● **Texte fourni**
Propos recueillis par Catherine Van Offelen.

Aujourd’hui, les eaux du golfe de Guinée, au large de l’Afrique de l’Ouest, sont vues par l’industrie maritime comme les plus dangereuses du monde. En quoi la piraterie (plus largement, le banditisme maritime) est-il un phénomène important à considérer dans les menaces pesant sur la région ? Quelles conséquences de ce phénomène pour l’Europe ?

En matière de géopolitique et de stratégie, la piraterie, prise dans sa durée et son intensité, est un baromètre d’appréciation cruciale de l’ordre ou du désordre mondial. On se souvient des livres magistraux de Carl Schmitt1 : Le Nomos de la Terre, Terre et Mer ; grâce à eux, on apprend que dans l’histoire, notre monde traverse des phases d’ordre et de désordre.

Or à chaque fois, sans exception connue, que disparaît un nomos de la Terre (ordre mondial) : effondrement de l’Empire romain puis de l’oumma musulmane sur les deux rives de la Méditerranée ; déchirement de l’Europe lors des guerres de religion… immédiatement, la piraterie maritime revient – pour ne disparaître que quand s’affirme un nouveau nomos – parfois des décennies après. À ce titre, la piraterie est un marqueur essentiel de l’ordre/désordre mondial et doit être étudiée de près.

● **Liste**
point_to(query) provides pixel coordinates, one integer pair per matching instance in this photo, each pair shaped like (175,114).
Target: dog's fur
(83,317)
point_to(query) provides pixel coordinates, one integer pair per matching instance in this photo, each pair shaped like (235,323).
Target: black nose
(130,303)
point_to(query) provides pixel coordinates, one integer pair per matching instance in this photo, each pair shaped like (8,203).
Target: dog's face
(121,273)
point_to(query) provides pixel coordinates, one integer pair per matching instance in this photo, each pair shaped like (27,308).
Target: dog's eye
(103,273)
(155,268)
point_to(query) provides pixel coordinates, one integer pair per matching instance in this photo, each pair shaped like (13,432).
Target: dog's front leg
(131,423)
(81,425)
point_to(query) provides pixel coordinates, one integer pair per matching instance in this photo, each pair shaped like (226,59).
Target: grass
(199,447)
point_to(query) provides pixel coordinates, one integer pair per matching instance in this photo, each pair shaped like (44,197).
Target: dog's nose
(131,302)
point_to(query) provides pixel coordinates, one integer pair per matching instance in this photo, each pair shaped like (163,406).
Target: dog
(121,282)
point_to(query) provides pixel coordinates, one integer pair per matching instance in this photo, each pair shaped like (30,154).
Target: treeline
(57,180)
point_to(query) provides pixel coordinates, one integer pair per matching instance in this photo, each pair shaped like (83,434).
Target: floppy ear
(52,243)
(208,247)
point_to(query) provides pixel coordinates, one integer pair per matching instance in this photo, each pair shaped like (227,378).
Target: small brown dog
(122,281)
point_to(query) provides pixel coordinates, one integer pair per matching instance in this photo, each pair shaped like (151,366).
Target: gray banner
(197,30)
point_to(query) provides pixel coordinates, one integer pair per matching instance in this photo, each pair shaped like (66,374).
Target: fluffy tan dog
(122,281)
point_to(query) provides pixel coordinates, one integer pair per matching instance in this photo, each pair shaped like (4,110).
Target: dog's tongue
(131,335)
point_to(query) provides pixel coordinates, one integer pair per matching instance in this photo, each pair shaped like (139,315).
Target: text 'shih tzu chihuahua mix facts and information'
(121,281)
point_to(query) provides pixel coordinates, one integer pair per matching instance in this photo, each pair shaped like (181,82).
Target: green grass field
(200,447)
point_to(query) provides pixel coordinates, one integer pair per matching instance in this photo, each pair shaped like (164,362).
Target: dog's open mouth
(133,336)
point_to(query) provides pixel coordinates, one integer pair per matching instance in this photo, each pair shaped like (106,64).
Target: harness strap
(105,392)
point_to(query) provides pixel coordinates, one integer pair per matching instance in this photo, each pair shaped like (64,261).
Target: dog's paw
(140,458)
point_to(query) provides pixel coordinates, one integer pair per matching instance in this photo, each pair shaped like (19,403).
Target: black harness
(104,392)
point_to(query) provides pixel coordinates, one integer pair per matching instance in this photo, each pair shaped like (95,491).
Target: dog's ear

● **Consigne 1**
D'après le texte sur la piraterie, quelles eaux l'industrie maritime considère-t-elle aujourd'hui comme les plus dangereuses du monde ?
● **Consigne 2**
Poursuivez le texte sur la piraterie à partir de sa dernière phrase.
La liste n'a aucun rôle dans ce travail.

● **Réponse rédigée 1**
Les eaux du golfe de Guinée, au large de l'Afrique de l'Ouest.

● **Réponse rédigée 2**
On tend à l’oublier, mais au fil des siècles, la piraterie a toujours été un phénomène extraordinairement politique : pirates barbaresques et djihad maritime. Guerre de course puis piraterie après la guerre de Trente Ans (1618-1648) avec des pirates – même français – alors surtout calvinistes, en fait des irréguliers du front protestant mondial – des hybrides avant la lettre. Cette guerre de course est alors vue comme « une nécessité vitale pour la cause commune et générale » destinée non seulement à protéger l’Église réformée, mais aussi à promouvoir « l’avancement de la vraie religion », pour reprendre une formule largement utilisée dans les lettres de course émises par les chefs huguenots2.

Relevés au fil des siècles, de tels précédents expliquent pourquoi, dès qu’elle apparaît – la dernière fois vers 1990, au large de la Corne de l’Afrique, après l’effondrement de l’ordre mondial bipolaire (± 1947-1990) –, il faut toujours être très attentif à la piraterie maritime ; les stratèges doivent la surveiller comme le lait sur le feu.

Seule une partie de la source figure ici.